### Given request
Can you reproduce, word for word, the stretch of the post about Robert Frost's mentor poem from "In class we’ve" through "flash of feathers."?

### Text block
----
In class we’ve been using Robert Frost’s “Dust of Snow” as a mentor poem. We’ve read it and discussed it many times.
Dust of Snow
Among other things, we’ve discussed the idea that this poem shows how a small thing can have a big effect or greater significance. That there are potential small turning points throughout the day, and an unexpected moment, or interaction, can turn a day around, from regret to joy. I love the idea that when you are open to it, a moment–just a moment–can shift the mood of a day. Like Frost, for me that shift often involves an outdoor setting (or view) and a flash of feathers.
I’ve been thinking a lot about potential and the sense of possibility that is so pervasive in nature–at the feeders, at a vernal pool, in a meadow at dusk, by the bay at dawn, outside my window. The constant wonder–What will happen next? What will I see? What beauty will unfold? It seems to me that when surrounded by nature, you’re always on the brink of wonder. Something isn’t there. And then it is. Often it always was there, but you just hadn’t noticed it, or paid attention. If you can just sit still long enough…
As E.B. White wrote, “Life is always a rich and steady time when you are waiting for something to happen or to hatch.” I’ve become increasingly aware that when you’re open and attentive to the world around you, there is always potential for “something to happen” or something to emerge and for a small jolt of joy to reset or enrich your day.
----
[Data items]
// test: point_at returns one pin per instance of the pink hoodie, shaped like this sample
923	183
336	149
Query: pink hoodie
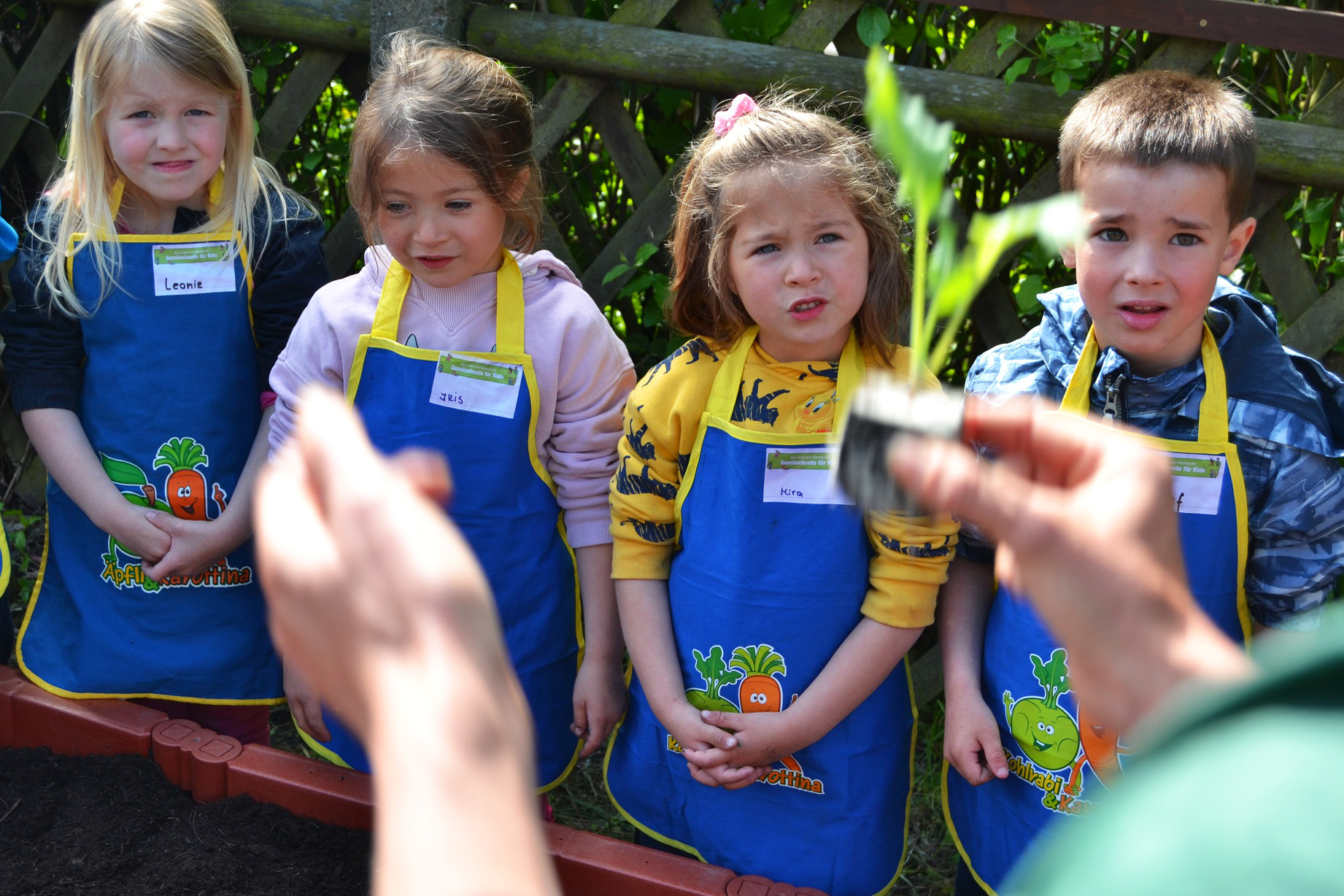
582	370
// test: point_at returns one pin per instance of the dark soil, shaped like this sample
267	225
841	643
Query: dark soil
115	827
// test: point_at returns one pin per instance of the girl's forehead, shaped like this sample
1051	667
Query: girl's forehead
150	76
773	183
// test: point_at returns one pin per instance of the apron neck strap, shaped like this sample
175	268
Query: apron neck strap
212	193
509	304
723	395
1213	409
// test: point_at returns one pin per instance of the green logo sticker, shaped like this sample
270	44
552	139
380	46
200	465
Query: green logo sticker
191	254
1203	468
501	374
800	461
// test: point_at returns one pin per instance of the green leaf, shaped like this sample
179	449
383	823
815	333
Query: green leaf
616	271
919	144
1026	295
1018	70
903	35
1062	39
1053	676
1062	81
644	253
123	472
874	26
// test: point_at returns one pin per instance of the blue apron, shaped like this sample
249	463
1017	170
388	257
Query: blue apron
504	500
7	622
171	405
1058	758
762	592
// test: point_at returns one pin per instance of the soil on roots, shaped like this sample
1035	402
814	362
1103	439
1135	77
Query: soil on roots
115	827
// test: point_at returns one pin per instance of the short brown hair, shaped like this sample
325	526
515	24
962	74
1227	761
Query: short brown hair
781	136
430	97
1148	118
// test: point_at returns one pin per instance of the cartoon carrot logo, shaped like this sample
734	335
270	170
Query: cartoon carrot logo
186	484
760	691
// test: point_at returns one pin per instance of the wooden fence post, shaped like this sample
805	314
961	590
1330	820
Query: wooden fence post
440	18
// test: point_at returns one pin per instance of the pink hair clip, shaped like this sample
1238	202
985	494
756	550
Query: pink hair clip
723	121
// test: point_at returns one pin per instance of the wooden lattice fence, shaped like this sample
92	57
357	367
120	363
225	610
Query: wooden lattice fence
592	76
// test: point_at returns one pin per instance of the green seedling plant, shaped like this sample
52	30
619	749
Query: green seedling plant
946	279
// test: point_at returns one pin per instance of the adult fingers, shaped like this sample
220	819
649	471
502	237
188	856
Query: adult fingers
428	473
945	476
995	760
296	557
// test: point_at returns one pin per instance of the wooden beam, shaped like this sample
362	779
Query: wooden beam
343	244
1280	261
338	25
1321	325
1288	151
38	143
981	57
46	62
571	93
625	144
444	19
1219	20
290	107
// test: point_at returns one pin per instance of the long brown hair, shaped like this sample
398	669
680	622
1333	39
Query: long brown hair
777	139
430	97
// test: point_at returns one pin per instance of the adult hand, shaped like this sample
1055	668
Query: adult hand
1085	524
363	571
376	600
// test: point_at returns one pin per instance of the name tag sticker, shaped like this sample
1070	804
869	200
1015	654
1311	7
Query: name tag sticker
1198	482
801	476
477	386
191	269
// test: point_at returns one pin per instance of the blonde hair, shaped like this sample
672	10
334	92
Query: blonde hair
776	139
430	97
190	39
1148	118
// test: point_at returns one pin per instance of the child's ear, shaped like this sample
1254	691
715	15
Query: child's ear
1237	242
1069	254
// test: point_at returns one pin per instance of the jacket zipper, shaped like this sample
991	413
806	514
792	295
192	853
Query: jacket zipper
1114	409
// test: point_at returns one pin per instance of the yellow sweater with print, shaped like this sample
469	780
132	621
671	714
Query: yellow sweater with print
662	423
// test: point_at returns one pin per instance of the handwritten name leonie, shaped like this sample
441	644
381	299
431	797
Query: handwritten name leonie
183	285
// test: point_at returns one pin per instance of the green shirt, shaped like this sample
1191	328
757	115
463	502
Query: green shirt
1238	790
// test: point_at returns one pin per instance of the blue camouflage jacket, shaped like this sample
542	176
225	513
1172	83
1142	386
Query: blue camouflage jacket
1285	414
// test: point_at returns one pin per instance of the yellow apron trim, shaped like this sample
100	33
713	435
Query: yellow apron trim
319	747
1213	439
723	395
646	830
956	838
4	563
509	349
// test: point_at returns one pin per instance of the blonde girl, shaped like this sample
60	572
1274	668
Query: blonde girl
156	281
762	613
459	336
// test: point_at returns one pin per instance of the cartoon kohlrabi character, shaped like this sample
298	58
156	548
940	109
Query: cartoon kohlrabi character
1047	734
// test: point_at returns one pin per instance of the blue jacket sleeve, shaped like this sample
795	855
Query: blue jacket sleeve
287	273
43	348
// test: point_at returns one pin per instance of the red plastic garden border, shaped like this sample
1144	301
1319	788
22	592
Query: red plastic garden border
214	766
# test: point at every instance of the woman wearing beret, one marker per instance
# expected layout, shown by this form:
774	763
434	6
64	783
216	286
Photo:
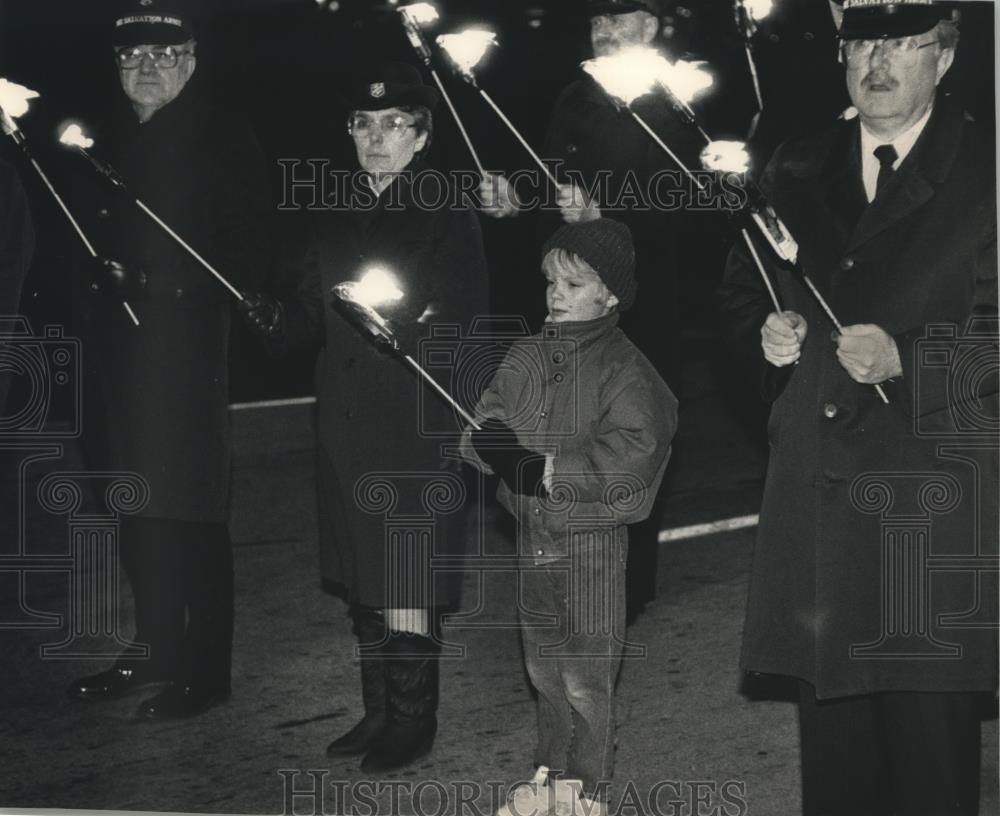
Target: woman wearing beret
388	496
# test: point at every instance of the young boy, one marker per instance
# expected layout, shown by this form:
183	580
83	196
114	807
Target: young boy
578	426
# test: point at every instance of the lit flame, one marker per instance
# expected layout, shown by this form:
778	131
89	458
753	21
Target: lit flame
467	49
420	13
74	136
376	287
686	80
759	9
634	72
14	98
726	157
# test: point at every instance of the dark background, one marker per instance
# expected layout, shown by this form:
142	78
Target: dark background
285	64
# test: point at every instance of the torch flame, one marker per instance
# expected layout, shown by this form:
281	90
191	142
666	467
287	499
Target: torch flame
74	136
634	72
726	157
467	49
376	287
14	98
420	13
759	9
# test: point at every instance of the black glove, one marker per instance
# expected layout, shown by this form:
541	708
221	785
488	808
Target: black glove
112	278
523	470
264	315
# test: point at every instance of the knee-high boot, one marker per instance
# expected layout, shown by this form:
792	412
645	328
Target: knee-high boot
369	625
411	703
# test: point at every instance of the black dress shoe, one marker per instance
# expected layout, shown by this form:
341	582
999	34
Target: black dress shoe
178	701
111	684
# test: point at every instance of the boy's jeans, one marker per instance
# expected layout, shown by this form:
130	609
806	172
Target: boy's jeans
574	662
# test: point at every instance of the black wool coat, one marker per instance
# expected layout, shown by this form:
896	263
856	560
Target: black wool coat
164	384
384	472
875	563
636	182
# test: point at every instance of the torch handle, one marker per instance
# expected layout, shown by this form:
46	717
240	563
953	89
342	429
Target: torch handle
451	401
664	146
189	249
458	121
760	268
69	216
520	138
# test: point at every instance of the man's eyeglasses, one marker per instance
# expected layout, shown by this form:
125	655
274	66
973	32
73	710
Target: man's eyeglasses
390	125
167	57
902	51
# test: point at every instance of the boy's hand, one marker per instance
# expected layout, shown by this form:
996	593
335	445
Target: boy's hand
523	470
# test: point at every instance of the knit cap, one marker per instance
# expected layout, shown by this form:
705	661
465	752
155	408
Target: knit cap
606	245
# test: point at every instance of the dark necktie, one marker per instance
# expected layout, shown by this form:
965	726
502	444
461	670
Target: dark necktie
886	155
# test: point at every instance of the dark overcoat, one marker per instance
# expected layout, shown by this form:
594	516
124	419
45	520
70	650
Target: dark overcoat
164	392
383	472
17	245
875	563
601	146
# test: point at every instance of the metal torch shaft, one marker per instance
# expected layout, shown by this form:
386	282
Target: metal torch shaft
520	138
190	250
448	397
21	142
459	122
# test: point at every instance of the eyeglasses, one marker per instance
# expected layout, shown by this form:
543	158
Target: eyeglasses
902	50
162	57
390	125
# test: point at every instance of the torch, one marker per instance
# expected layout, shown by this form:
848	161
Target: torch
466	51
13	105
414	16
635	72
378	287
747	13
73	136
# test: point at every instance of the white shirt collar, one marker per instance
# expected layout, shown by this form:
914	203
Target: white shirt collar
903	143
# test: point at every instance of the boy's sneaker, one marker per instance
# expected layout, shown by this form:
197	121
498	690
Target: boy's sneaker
----
### Finished exercise
In class we’ve been using Robert Frost’s “Dust of Snow” as a mentor poem. We’ve read it and discussed it many times.
Dust of Snow
Among other things, we’ve discussed the idea that this poem shows how a small thing can have a big effect or greater significance. That there are potential small turning points throughout the day, and an unexpected moment, or interaction, can turn a day around, from regret to joy. I love the idea that when you are open to it, a moment–just a moment–can shift the mood of a day. Like Frost, for me that shift often involves an outdoor setting (or view) and a flash of feathers.